Task statement
Format the data below as a JSON list of strings, one string per line, omitting blank lines and the picture placeholders.

▶

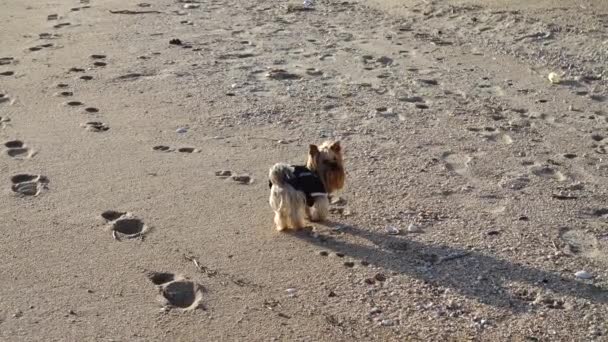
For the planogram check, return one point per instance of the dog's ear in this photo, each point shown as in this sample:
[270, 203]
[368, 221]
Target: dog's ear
[313, 150]
[336, 147]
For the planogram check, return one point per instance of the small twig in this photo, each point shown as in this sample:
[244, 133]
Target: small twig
[133, 12]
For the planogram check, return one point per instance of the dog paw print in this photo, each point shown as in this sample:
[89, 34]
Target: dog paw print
[17, 149]
[124, 225]
[29, 185]
[164, 148]
[95, 126]
[177, 292]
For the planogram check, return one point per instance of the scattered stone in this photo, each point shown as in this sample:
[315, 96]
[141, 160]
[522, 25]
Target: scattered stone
[414, 228]
[380, 277]
[243, 179]
[387, 323]
[554, 78]
[375, 311]
[392, 230]
[223, 173]
[583, 275]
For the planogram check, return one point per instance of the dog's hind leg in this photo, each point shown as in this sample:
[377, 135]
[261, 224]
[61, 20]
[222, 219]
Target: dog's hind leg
[279, 222]
[320, 209]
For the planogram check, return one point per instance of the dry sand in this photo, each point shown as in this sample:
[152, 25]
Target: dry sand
[495, 179]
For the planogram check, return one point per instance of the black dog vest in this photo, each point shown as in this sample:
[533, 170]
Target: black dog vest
[307, 182]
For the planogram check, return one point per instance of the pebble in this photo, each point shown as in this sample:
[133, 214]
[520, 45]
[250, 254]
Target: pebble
[387, 322]
[583, 275]
[374, 311]
[554, 78]
[243, 179]
[413, 228]
[380, 277]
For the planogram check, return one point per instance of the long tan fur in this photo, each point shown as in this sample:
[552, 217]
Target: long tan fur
[289, 204]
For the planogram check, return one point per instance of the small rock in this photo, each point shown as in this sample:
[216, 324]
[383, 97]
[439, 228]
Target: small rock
[583, 275]
[223, 173]
[380, 277]
[413, 228]
[387, 323]
[243, 179]
[392, 230]
[554, 78]
[375, 311]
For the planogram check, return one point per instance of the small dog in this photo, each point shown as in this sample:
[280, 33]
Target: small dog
[297, 192]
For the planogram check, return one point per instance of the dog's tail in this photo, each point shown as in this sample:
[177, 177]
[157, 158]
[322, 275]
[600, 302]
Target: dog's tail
[279, 174]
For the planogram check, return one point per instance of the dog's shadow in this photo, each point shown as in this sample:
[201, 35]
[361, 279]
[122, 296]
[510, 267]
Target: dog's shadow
[476, 275]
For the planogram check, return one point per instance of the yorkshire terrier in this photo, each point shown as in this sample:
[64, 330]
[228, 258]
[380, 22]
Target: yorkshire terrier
[298, 192]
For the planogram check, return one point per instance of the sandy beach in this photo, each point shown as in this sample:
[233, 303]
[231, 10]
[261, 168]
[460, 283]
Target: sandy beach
[136, 139]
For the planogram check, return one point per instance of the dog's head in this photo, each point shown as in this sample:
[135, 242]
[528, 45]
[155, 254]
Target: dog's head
[326, 161]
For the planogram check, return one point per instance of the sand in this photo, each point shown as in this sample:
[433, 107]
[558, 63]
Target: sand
[136, 141]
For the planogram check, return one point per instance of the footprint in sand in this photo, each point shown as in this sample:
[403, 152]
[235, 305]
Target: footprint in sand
[95, 126]
[64, 93]
[17, 149]
[29, 185]
[60, 25]
[545, 171]
[74, 103]
[124, 225]
[586, 244]
[457, 163]
[499, 137]
[177, 292]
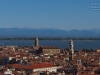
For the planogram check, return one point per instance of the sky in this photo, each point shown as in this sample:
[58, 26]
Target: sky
[57, 14]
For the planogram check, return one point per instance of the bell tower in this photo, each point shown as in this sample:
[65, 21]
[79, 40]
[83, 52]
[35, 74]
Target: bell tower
[36, 41]
[71, 50]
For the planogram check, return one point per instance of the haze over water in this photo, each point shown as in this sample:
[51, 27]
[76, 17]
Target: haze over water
[78, 44]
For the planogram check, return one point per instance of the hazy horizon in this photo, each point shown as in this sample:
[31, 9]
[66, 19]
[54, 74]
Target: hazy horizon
[57, 14]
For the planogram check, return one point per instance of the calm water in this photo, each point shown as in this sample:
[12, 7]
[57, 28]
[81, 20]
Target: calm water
[78, 44]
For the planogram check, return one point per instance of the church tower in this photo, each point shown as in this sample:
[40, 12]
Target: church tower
[36, 41]
[71, 50]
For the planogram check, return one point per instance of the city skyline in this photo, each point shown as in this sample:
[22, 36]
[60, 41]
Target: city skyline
[64, 15]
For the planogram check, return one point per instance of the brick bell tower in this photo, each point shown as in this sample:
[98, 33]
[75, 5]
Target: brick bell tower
[36, 41]
[71, 50]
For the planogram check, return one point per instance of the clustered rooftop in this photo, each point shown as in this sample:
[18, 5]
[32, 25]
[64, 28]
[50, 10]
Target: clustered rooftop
[46, 60]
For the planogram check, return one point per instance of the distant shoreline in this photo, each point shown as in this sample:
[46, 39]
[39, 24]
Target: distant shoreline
[50, 38]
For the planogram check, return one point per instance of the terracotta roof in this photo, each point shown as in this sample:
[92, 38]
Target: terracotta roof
[50, 47]
[34, 66]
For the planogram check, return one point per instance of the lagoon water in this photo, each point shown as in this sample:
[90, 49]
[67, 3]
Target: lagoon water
[78, 44]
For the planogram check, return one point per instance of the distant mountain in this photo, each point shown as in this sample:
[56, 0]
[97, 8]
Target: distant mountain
[29, 32]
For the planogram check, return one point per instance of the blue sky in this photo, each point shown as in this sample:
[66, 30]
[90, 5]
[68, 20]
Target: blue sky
[58, 14]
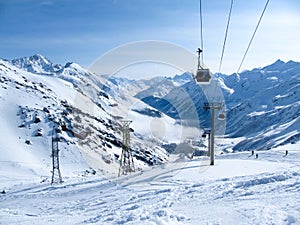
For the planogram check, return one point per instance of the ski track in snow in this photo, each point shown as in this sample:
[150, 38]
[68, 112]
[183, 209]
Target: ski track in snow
[182, 193]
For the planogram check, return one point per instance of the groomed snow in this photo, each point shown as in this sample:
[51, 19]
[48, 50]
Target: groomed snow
[239, 189]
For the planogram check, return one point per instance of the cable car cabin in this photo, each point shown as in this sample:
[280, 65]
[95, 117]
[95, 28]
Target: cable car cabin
[203, 76]
[221, 116]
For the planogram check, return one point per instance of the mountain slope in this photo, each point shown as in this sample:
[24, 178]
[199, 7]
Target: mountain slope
[73, 98]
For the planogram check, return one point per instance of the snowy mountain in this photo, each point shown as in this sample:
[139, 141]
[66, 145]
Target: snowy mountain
[262, 105]
[36, 64]
[266, 102]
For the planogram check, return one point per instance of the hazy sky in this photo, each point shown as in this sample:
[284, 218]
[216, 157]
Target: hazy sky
[81, 31]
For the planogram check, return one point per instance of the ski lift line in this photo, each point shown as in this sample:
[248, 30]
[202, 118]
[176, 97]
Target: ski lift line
[226, 34]
[261, 16]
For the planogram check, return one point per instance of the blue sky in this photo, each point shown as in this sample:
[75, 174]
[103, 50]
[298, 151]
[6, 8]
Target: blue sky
[81, 31]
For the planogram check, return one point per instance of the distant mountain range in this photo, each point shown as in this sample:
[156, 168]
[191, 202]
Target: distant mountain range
[262, 109]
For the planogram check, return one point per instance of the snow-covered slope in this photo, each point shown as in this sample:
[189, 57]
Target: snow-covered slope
[36, 64]
[265, 106]
[72, 96]
[262, 105]
[239, 189]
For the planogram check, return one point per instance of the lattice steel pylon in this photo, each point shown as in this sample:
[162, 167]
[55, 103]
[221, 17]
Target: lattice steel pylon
[56, 175]
[126, 162]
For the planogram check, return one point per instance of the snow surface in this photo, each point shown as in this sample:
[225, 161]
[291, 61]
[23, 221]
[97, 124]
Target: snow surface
[239, 189]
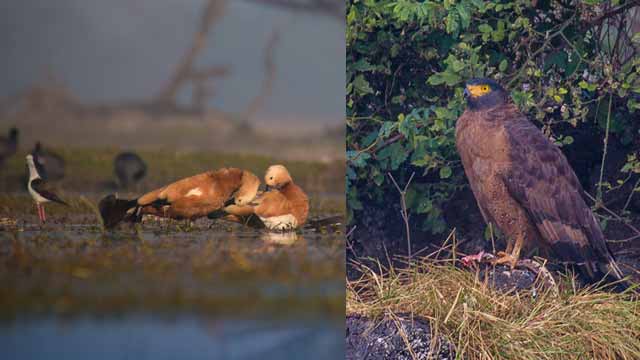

◀

Reply to the task
[
  "For the planogram check, return one point per instance of the dog's ear in this photo, each point shown as in this sample:",
  "[270, 203]",
  "[368, 221]",
  "Target: dog's ear",
  "[313, 150]",
  "[336, 147]",
  "For the planogram check, return one point per instance of the small twig in this photo, each point shown as in this sample:",
  "[244, 133]",
  "Target: small twig",
  "[133, 12]",
  "For the planogram check, return one point per instance of the dog paw print in this photo, each point shown as in this sample:",
  "[89, 34]",
  "Target: dog paw print",
  "[17, 149]",
  "[124, 225]",
  "[29, 185]",
  "[164, 148]",
  "[95, 126]",
  "[177, 292]",
  "For the planogram check, return one point per instance of the scattered stone in this photo, each point shown as in this sample:",
  "[315, 96]",
  "[141, 160]",
  "[522, 25]",
  "Target: scattered stone",
  "[414, 228]",
  "[380, 277]",
  "[243, 179]",
  "[387, 323]",
  "[554, 78]",
  "[375, 311]",
  "[392, 230]",
  "[223, 173]",
  "[583, 275]",
  "For the planogram check, return one point per instance of the dog's hind leg in this photo, each point shown as in this sample:",
  "[377, 135]",
  "[261, 224]",
  "[61, 20]",
  "[222, 219]",
  "Target: dog's hind leg",
  "[279, 222]",
  "[320, 209]",
  "For the planogram check, return one point per instance of the dry sand in this photo, each point shown as in this sample:",
  "[152, 25]",
  "Target: dry sand",
  "[495, 179]",
  "For the planogram check, return one point per instance of the black dog vest in this photo, each point shown as in this sample:",
  "[533, 170]",
  "Target: black dog vest",
  "[307, 182]",
  "For the planogram check, return one point per instance of the pebble in this photo, each point shown as in this sample:",
  "[133, 214]",
  "[520, 45]",
  "[250, 254]",
  "Target: pebble",
  "[387, 322]",
  "[583, 275]",
  "[374, 311]",
  "[554, 78]",
  "[243, 179]",
  "[413, 228]",
  "[380, 277]",
  "For the planogram check, return one point per instance of the long tan fur in this photo, each point shown as in this sample:",
  "[552, 217]",
  "Target: long tan fur",
  "[289, 204]",
  "For the planogram check, return one point per instance of the small rock in this photo, each point shown as in this sample:",
  "[216, 324]",
  "[383, 97]",
  "[439, 228]",
  "Target: small rock",
  "[583, 275]",
  "[223, 173]",
  "[380, 277]",
  "[413, 228]",
  "[387, 323]",
  "[243, 179]",
  "[392, 230]",
  "[554, 78]",
  "[375, 311]",
  "For the planogram check, return one point per instance of the small dog in this photo, each point shown as in this sample:",
  "[280, 33]",
  "Target: small dog",
  "[297, 192]",
  "For the planogram check, return one point per instance of the dog's tail in this photo, each point shown as in this sample:",
  "[177, 177]",
  "[157, 158]",
  "[322, 275]",
  "[600, 302]",
  "Target: dog's tail",
  "[279, 174]",
  "For the planogram check, return one point per instance of the dog's shadow in this photo, each point shown as in this sample:",
  "[201, 35]",
  "[361, 279]",
  "[122, 296]",
  "[510, 267]",
  "Target: dog's shadow",
  "[476, 275]",
  "For the planogram check, return one point per instance of the yorkshire terrier in this photo, each point shown as in this sample:",
  "[64, 330]",
  "[228, 258]",
  "[380, 22]",
  "Target: yorkshire terrier",
  "[298, 192]",
  "For the planogram check, return one point per instance of the sandy beach in this photo, each point shown as in this sample:",
  "[233, 303]",
  "[231, 10]",
  "[261, 168]",
  "[460, 283]",
  "Target: sandy beach",
  "[136, 139]",
  "For the planogram check, return one point per instance of the dog's head in this photo, each point shown as in this sample:",
  "[135, 242]",
  "[528, 45]",
  "[155, 254]",
  "Target: dog's head",
  "[326, 161]",
  "For the planogram check, return one point per instance of the sand in this photo, each point shown as in this sample:",
  "[433, 107]",
  "[558, 63]",
  "Target: sand",
  "[136, 141]",
  "For the planogram check, return one point per instance of the footprint in sand in this photo, each point shown as in this sample:",
  "[403, 152]",
  "[235, 305]",
  "Target: footprint in sand",
  "[95, 126]",
  "[64, 93]",
  "[17, 149]",
  "[29, 185]",
  "[60, 25]",
  "[545, 171]",
  "[74, 103]",
  "[124, 225]",
  "[586, 244]",
  "[457, 163]",
  "[499, 137]",
  "[177, 292]",
  "For the planogram check, return one point per instance of the sky in this photo, each point shown as in this sample:",
  "[58, 26]",
  "Target: sky",
  "[57, 14]",
  "For the planogram check, return one point per instance of the bell tower in this photo, each point shown as in this sample:",
  "[65, 21]",
  "[79, 40]",
  "[83, 52]",
  "[35, 74]",
  "Target: bell tower",
  "[36, 41]",
  "[71, 50]",
  "For the planogram check, return one point per instance of the haze over water in this photo, each point shown as in this sample:",
  "[51, 27]",
  "[76, 17]",
  "Target: haze over water",
  "[78, 44]",
  "For the planogram check, return one point per instance of the hazy horizon in this photo, each point shown as in this sample:",
  "[31, 9]",
  "[66, 19]",
  "[54, 74]",
  "Target: hazy horizon",
  "[57, 14]",
  "For the planogram check, return one point per instance of the calm water in this photo, each point shown as in this sample:",
  "[12, 7]",
  "[57, 28]",
  "[81, 20]",
  "Target: calm water",
  "[78, 44]",
  "For the planogram check, return one point per instance of the church tower in this photo, each point shown as in this sample:",
  "[40, 12]",
  "Target: church tower",
  "[36, 41]",
  "[71, 50]",
  "For the planogram check, return one point per instance of the city skyline in this photo, each point shown as in this sample:",
  "[22, 36]",
  "[60, 41]",
  "Target: city skyline",
  "[64, 15]",
  "For the planogram check, return one point per instance of the brick bell tower in this photo, each point shown as in this sample:",
  "[98, 33]",
  "[75, 5]",
  "Target: brick bell tower",
  "[36, 41]",
  "[71, 50]",
  "For the planogram check, return one point per instance of the clustered rooftop in this photo, each point shown as in this sample:",
  "[18, 5]",
  "[32, 25]",
  "[64, 28]",
  "[50, 10]",
  "Target: clustered rooftop",
  "[46, 60]",
  "For the planogram check, return one point per instance of the distant shoreline in this photo, each point shown as in this sample:",
  "[46, 39]",
  "[39, 24]",
  "Target: distant shoreline",
  "[50, 38]",
  "For the planogram check, return one point per instance of the terracotta roof in this photo, each point shown as in this sample:",
  "[92, 38]",
  "Target: terracotta roof",
  "[50, 47]",
  "[34, 66]",
  "For the planogram check, return one point per instance of the lagoon water in this photo, each point shown as in this sample:",
  "[90, 49]",
  "[67, 3]",
  "Target: lagoon water",
  "[78, 44]",
  "For the planogram check, return one point per instance of the distant mountain in this photo, each point shown as in this sample:",
  "[56, 0]",
  "[97, 8]",
  "Target: distant mountain",
  "[29, 32]",
  "For the planogram check, return one point per instance of the blue sky in this photo, each point shown as in this sample:",
  "[66, 30]",
  "[90, 5]",
  "[68, 20]",
  "Target: blue sky",
  "[58, 14]",
  "For the planogram check, return one point per instance of the ski track in snow in this photo, each point shown as in this sample:",
  "[150, 38]",
  "[68, 112]",
  "[183, 209]",
  "Target: ski track in snow",
  "[182, 193]",
  "For the planogram check, return one point per instance of the groomed snow in this photo, each point shown as in this sample:",
  "[51, 19]",
  "[48, 50]",
  "Target: groomed snow",
  "[239, 189]",
  "For the planogram check, return one point per instance of the cable car cabin in this photo, each point shown as in this sample:",
  "[280, 65]",
  "[95, 117]",
  "[95, 28]",
  "Target: cable car cabin",
  "[203, 76]",
  "[221, 116]",
  "For the planogram check, return one point per instance of the mountain slope in this photo, each point shown as in this sample:",
  "[24, 178]",
  "[199, 7]",
  "Target: mountain slope",
  "[73, 98]",
  "For the planogram check, return one point per instance of the snowy mountain in this photo, each point shown as in this sample:",
  "[139, 141]",
  "[66, 145]",
  "Target: snowy mountain",
  "[262, 105]",
  "[36, 64]",
  "[266, 102]",
  "For the planogram check, return one point per instance of the hazy sky in this photo, each point shown as in this sample:",
  "[284, 218]",
  "[216, 157]",
  "Target: hazy sky",
  "[81, 31]",
  "For the planogram check, return one point per instance of the ski lift line in this photo, each point shown as in this sample:",
  "[248, 30]",
  "[202, 118]",
  "[176, 97]",
  "Target: ski lift line",
  "[226, 34]",
  "[261, 16]",
  "For the planogram check, return one point per instance of the blue sky in this photo, each point shown as in this sample:",
  "[75, 174]",
  "[103, 50]",
  "[298, 151]",
  "[6, 8]",
  "Target: blue sky",
  "[81, 31]",
  "For the planogram check, return one point per instance of the distant mountain range in this photo, each point shown as in this sample:",
  "[156, 168]",
  "[191, 202]",
  "Target: distant mountain range",
  "[262, 109]",
  "For the planogram check, return one point per instance of the snow-covered slope in this photo, each point shown as in this sample:",
  "[189, 57]",
  "Target: snow-covered slope",
  "[36, 64]",
  "[265, 106]",
  "[72, 96]",
  "[262, 105]",
  "[239, 189]",
  "For the planogram check, return one point per instance of the lattice steel pylon in this photo, each point shown as in this sample:",
  "[162, 167]",
  "[55, 103]",
  "[221, 17]",
  "Target: lattice steel pylon",
  "[56, 175]",
  "[126, 162]",
  "For the planogram check, return one point per instance of the snow surface in this photo, each point shown as in this sample:",
  "[225, 161]",
  "[291, 61]",
  "[23, 221]",
  "[97, 124]",
  "Target: snow surface",
  "[239, 189]"
]